- Reading text -
☆ ☆ ☆
Reduced Travel and Telephony Costs
With Office Communications Server 2007, Canada Cartage can manage its internal conferencing resources and reduce its dependence on third-party solutions such as WebEx. By providing employees with a richer conferencing experience—including video, file-sharing capabilities, shared desktops, and VoIP communication—Canada Cartage has reduced the need for travel and eliminated external conferencing. The company expects significant savings on the costs that are associated with travel and long-distance phone use.
More Efficient Communication
One of the most daunting challenges in a fast-growing, continent-spanning transportation company like Canada Cartage can be the process of locating fellow employees to exchange information and collaborate on projects.
“Presence awareness in Office Communications Server 2007 helps us to communicate and plan more effectively,” says Eisen. “I’ve got people that work for me across the country who are extremely busy. When I need resources from another office, I can instantly see who is available to help with whatever issue I’m working on at the time.”
More Productive Workflow
Eisen finds that unified communications help to increase his productivity during the workday. “With Office Communications Server 2007, I can manage the flow of incoming information in ways that respect my time and energy. It’s a definite timesaver to have my voice mails in my e-mail inbox. I can see who they’re from and listen to them right there instead of dialing in. All of my contacts are in one place and accessible through my mobile phone and my workstation, so I don’t have to manage multiple address books. I can see who is calling me and redirect the call to another number or to voice mail. I can also set up automated rules that do the same thing based on my current availability.”
Improved Collaboration Flexibility
The ability to quickly switch from one mode of communication to another is also valuable to Canada Cartage employees, explains Eisen. “When our sales team is working to design a solution for a customer, they can use Office Communications Server 2007 to communicate in the manner that best suits the situation. With the click of a button, a two-person instant-message conversation can easily expand into an audio conference that has a shared whiteboard for more intense collaboration. As users become accustomed to it, I can envision this agile way of working together spreading throughout the company to every area of the business.”
☆ ☆ ☆
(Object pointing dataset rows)

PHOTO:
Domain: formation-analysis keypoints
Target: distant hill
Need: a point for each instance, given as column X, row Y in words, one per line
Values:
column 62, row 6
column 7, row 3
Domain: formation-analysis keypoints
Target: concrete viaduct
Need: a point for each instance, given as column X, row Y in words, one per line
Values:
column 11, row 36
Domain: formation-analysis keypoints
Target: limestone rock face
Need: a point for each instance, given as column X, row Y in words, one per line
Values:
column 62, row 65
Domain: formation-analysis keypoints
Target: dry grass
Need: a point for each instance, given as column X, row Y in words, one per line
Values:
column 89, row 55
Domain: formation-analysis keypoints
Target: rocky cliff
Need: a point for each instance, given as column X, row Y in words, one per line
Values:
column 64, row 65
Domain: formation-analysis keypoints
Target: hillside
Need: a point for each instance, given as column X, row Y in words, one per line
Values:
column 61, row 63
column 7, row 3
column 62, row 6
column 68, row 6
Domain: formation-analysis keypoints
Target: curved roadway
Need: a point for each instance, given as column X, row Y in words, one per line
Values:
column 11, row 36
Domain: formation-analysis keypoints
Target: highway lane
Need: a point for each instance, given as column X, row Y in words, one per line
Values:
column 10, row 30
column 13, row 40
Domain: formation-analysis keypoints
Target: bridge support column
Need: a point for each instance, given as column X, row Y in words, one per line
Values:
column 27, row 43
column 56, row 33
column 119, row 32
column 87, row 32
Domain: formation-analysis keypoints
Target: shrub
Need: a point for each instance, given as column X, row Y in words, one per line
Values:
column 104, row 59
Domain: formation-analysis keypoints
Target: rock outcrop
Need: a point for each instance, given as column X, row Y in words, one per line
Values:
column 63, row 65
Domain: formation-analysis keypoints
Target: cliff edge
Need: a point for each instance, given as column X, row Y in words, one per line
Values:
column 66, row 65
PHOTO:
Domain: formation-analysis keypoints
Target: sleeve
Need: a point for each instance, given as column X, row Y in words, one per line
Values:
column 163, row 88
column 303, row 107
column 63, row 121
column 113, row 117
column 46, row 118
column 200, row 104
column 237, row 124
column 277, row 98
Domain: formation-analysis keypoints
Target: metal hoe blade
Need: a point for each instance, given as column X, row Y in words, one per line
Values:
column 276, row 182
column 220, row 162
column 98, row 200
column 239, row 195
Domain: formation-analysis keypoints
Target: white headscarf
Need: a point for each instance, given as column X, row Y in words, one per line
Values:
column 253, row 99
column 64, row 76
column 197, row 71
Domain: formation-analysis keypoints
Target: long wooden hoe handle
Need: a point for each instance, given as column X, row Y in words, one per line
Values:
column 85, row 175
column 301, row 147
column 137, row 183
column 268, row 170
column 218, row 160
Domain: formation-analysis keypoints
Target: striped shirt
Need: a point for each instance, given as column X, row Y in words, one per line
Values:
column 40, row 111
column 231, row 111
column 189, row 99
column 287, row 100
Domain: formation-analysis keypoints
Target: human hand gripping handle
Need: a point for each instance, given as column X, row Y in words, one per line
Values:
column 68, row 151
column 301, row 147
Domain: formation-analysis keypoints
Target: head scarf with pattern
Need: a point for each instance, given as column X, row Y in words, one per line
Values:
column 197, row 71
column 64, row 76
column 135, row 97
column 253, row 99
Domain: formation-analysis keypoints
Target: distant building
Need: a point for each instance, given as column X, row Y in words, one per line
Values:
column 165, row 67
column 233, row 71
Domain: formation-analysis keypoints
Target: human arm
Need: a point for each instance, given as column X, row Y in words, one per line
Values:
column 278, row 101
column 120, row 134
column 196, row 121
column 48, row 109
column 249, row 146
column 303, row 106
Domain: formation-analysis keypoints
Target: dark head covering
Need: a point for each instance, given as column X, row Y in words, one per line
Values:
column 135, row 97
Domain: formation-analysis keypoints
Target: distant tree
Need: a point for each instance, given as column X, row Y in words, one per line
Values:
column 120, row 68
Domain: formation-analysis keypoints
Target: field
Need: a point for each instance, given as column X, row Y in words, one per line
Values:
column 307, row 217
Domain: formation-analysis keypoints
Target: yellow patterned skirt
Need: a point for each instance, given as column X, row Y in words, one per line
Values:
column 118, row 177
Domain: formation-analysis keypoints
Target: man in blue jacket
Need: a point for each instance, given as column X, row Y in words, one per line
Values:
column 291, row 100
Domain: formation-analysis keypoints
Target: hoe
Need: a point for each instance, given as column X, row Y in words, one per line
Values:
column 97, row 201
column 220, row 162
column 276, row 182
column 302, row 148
☆ ☆ ☆
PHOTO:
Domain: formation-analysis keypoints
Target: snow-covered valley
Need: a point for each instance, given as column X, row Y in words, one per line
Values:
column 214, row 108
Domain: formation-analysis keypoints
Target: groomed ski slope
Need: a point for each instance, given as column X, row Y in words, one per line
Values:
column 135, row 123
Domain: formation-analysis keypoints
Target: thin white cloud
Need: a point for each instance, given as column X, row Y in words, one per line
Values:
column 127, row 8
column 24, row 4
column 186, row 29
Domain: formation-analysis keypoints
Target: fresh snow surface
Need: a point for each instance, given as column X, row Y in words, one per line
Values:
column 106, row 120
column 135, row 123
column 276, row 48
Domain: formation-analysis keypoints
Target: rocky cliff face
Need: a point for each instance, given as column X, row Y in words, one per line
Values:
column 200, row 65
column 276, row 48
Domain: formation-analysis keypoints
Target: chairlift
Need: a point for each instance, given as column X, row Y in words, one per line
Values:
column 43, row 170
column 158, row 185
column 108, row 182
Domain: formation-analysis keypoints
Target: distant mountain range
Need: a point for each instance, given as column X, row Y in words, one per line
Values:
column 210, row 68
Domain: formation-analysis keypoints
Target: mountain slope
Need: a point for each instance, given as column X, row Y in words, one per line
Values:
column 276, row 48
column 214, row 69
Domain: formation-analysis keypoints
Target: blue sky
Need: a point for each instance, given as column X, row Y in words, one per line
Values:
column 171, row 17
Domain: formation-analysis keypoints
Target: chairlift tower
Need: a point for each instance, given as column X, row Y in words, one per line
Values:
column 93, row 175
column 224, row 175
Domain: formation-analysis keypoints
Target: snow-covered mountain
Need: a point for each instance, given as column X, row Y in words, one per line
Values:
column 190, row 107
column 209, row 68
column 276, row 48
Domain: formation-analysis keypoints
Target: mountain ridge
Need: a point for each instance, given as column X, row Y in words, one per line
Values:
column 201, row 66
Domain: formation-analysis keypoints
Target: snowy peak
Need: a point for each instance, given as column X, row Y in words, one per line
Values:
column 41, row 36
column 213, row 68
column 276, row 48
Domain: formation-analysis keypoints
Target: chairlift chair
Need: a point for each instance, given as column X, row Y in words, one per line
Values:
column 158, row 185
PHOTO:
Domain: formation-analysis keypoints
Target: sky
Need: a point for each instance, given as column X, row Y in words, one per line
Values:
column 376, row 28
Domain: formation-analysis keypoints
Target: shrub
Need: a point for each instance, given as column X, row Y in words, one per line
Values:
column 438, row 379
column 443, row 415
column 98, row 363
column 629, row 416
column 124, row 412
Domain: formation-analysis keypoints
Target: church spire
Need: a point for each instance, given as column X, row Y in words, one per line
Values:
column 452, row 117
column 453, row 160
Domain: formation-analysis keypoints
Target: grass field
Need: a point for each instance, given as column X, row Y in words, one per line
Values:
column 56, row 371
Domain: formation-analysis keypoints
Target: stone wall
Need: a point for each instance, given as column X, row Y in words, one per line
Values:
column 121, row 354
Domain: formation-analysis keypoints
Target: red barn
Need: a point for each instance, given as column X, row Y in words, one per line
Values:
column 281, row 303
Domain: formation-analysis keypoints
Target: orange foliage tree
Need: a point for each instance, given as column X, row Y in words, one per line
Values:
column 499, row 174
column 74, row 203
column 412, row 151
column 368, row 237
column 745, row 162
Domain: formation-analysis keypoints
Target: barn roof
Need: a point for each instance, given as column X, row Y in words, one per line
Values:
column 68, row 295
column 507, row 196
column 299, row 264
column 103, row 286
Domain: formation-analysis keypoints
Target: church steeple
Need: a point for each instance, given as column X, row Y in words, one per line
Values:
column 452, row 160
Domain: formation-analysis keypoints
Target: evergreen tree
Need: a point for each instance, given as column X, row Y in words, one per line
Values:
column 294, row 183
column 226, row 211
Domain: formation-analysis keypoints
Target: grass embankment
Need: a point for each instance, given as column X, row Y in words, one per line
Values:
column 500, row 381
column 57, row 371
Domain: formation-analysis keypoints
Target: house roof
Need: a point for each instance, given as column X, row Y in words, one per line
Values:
☆ ☆ ☆
Write out the whole text about Canada Cartage's use of Office Communications Server 2007, word for word.

- Correct result -
Reduced Travel and Telephony Costs
With Office Communications Server 2007, Canada Cartage can manage its internal conferencing resources and reduce its dependence on third-party solutions such as WebEx. By providing employees with a richer conferencing experience—including video, file-sharing capabilities, shared desktops, and VoIP communication—Canada Cartage has reduced the need for travel and eliminated external conferencing. The company expects significant savings on the costs that are associated with travel and long-distance phone use.
More Efficient Communication
One of the most daunting challenges in a fast-growing, continent-spanning transportation company like Canada Cartage can be the process of locating fellow employees to exchange information and collaborate on projects.
“Presence awareness in Office Communications Server 2007 helps us to communicate and plan more effectively,” says Eisen. “I’ve got people that work for me across the country who are extremely busy. When I need resources from another office, I can instantly see who is available to help with whatever issue I’m working on at the time.”
More Productive Workflow
Eisen finds that unified communications help to increase his productivity during the workday. “With Office Communications Server 2007, I can manage the flow of incoming information in ways that respect my time and energy. It’s a definite timesaver to have my voice mails in my e-mail inbox. I can see who they’re from and listen to them right there instead of dialing in. All of my contacts are in one place and accessible through my mobile phone and my workstation, so I don’t have to manage multiple address books. I can see who is calling me and redirect the call to another number or to voice mail. I can also set up automated rules that do the same thing based on my current availability.”
Improved Collaboration Flexibility
The ability to quickly switch from one mode of communication to another is also valuable to Canada Cartage employees, explains Eisen. “When our sales team is working to design a solution for a customer, they can use Office Communications Server 2007 to communicate in the manner that best suits the situation. With the click of a button, a two-person instant-message conversation can easily expand into an audio conference that has a shared whiteboard for more intense collaboration. As users become accustomed to it, I can envision this agile way of working together spreading throughout the company to every area of the business.”